### [DIRECTIONS FOR THIS TASK]
An exact copy of every record is needed.

### [Records excerpted from a collection]
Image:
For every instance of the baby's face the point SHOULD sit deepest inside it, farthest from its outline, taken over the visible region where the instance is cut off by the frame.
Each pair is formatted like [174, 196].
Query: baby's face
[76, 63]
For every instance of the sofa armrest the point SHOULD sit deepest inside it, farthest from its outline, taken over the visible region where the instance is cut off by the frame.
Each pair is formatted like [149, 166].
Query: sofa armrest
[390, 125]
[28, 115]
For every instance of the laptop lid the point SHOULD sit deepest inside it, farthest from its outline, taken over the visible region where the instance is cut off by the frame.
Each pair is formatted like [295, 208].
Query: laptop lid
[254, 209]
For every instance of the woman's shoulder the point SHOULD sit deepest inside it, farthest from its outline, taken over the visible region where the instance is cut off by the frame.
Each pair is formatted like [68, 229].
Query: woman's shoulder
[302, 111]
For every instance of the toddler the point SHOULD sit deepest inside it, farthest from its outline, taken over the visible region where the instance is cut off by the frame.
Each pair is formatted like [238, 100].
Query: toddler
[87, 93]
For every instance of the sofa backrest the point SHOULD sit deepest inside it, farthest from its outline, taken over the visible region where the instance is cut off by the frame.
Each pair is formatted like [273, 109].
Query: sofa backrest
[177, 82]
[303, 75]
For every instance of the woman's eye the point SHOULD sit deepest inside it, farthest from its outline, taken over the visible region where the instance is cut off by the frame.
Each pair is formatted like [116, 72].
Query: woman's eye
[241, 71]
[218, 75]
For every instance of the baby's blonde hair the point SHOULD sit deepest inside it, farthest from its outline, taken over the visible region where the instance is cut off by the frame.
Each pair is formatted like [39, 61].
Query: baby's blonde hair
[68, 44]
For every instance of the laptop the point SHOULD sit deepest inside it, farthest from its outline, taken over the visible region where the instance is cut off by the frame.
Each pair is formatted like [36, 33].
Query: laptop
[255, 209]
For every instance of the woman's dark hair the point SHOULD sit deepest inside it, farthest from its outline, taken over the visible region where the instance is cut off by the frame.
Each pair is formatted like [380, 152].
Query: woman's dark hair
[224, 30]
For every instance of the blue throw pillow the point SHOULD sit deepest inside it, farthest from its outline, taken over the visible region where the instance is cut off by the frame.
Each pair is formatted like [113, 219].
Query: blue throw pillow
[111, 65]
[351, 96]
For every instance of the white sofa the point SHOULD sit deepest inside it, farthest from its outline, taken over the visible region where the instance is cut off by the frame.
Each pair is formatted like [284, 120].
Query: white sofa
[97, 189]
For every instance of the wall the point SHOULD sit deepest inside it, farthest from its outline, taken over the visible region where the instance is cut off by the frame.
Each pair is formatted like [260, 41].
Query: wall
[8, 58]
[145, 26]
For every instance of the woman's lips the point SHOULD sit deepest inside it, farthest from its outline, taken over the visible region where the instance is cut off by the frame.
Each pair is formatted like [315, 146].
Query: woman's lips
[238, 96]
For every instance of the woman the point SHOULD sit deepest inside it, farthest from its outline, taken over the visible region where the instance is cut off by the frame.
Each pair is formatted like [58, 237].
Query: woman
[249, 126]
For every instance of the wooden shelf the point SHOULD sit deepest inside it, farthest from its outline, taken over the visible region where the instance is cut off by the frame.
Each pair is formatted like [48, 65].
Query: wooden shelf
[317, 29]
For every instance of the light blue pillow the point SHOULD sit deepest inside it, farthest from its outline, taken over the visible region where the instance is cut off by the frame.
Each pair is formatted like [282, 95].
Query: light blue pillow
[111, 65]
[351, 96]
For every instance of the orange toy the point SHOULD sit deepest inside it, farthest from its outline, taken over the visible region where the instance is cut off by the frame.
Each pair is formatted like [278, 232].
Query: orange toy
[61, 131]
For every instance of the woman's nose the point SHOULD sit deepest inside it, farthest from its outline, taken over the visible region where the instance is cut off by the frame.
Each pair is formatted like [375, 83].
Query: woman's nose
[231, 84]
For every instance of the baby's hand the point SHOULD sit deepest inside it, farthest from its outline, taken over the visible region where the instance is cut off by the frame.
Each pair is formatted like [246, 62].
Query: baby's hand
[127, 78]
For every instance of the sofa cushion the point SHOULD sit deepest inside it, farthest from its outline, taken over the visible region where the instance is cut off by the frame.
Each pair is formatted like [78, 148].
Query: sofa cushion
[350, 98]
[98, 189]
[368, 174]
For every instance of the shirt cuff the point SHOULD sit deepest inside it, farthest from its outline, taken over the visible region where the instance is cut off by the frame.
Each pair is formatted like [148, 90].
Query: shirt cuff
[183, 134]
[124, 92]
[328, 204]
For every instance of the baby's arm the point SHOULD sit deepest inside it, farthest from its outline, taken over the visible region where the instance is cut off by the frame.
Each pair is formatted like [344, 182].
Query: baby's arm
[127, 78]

### [RESULT OF THE EXERCISE]
Image:
For every instance of the baby's face the point SHOULD sit deepest inside it, farthest from its outline, taken over the visible region where the instance is cut off by the frame.
Each pair is formatted like [174, 196].
Query: baby's face
[76, 63]
For every instance of the sofa armrest the point SHOULD sit deepest inside it, farthest from its outline, taken over the visible region where the instance is cut off by the frame.
Each pair is formatted like [149, 166].
Query: sofa armrest
[390, 125]
[28, 115]
For every instance of the laptop lid the point SHOULD sit deepest inside it, farthest from its outline, taken over the visible region where the instance is cut off by the frame.
Each pair is formatted like [295, 208].
Query: laptop lid
[254, 209]
For every instance of the woman's shoulder the point SHOULD sit deepest inside it, farthest from its outline, taken over the visible region where the instance is cut off by the frame.
Each pair is formatted like [68, 229].
Query: woman's shoulder
[302, 111]
For every instance of the toddler the point SHOULD sit deepest inside it, farthest from its outline, taken over the visible region where the instance is cut off by the frame.
Each pair is formatted like [238, 100].
Query: toddler
[87, 93]
For every instance of the sofa backrest the point SHOULD sit deepest inside it, farthest from its outline, taken over the visible region where the instance is cut off by the frame.
Each pair is formatted like [273, 109].
Query: sofa backrest
[177, 82]
[303, 75]
For every instance of the woman's eye the point SHOULD sit deepest inside it, farthest from its outline, taken over the visible region where the instance is cut off by the frame.
Each pair is formatted like [116, 72].
Query: woman's eye
[241, 71]
[218, 75]
For every instance of the baby's blonde hair the point SHOULD sit deepest inside it, farthest from its outline, taken over the visible region where the instance is cut off by the frame.
Each pair is formatted like [39, 61].
Query: baby's blonde hair
[68, 44]
For every instance of the laptop the point SHOULD sit deepest inside it, farthest from its outline, taken over the visible region where the instance is cut off by the frame.
Each pair is formatted like [36, 33].
Query: laptop
[255, 209]
For every instance of the woman's dark hair the point SHOULD sit deepest inside it, farthest from its outline, taken over the visible region where the instance is cut off by the frame.
Each pair is formatted like [380, 152].
Query: woman's dark hair
[224, 30]
For every instance of the blue throw pillow the point SHOULD sit deepest inside it, farthest from its outline, taken over the visible region where the instance is cut off by the frame.
Each pair is formatted like [113, 219].
Query: blue throw pillow
[111, 65]
[351, 96]
For every instance of the white sofa the point SHOULD sit deepest inside it, farthest from its outline, taken over the visible region where the instance is cut off by the frame.
Each pair is formatted like [284, 120].
Query: white sofa
[97, 189]
For every instance of the wall the point SHOULD sit deepest inside it, farthest from its outline, taken over the visible region where the instance is cut off by the frame.
Each pair is formatted like [260, 41].
Query: wall
[8, 58]
[145, 26]
For every instance of the woman's lips the point SHOULD sit deepest inside it, farthest from its outline, taken over the visible region where the instance is cut off by the frame.
Each pair is formatted like [315, 146].
Query: woman's lips
[238, 96]
For every instance of the woman the point SHOULD sit deepest inside it, farthest from its outline, taken over the visible region where the instance is cut off by the frame.
Each pair is formatted like [58, 237].
Query: woman
[249, 126]
For every instance of the wooden shelf the point SHOULD sit deepest inside it, farthest from its outline, taken over the visible region where the instance is cut off by the frame.
Each pair is formatted like [48, 65].
Query: wooden shelf
[317, 29]
For every instance of the light blue pillow the point SHOULD sit deepest inside it, farthest from its outline, taken over the visible region where the instance is cut off by the frame.
Each pair is formatted like [282, 95].
Query: light blue pillow
[111, 65]
[351, 96]
For every instance of the orange toy the point SHOULD sit deepest inside it, farthest from its outline, taken over the visible region where the instance is cut off by the frame.
Each pair is formatted like [278, 232].
Query: orange toy
[61, 131]
For every instance of the woman's nose the point SHOULD sit deepest inside it, farthest from its outline, taken over the visible region where the instance is cut off by the frame.
Each pair is formatted like [375, 83].
Query: woman's nose
[231, 84]
For every instance of the baby's hand the point SHOULD sit deepest inside it, farthest from its outline, taken over the visible region where the instance is cut off by the frame.
Each pair is formatted like [246, 62].
Query: baby's hand
[127, 78]
For every instance of the sofa cushion the point SHOULD sit deepest inside it, farthest from its outline, taken over the visible region where the instance is cut off by the frame.
Each pair is formatted like [78, 148].
Query: sofa cushion
[350, 98]
[98, 189]
[368, 174]
For every instance of the shirt cuff the point SHOULD sit deepest inside it, farthest from its outline, taken over the visible region where the instance is cut off by the frame.
Each pair is formatted like [148, 90].
Query: shirt cuff
[183, 134]
[124, 92]
[328, 204]
For every instance of the baby's arm the point SHOULD sit deepest inside it, farthest from its outline, taken over the visible region where the instance is cut off by the frame.
Each pair is formatted like [344, 182].
Query: baby's arm
[127, 78]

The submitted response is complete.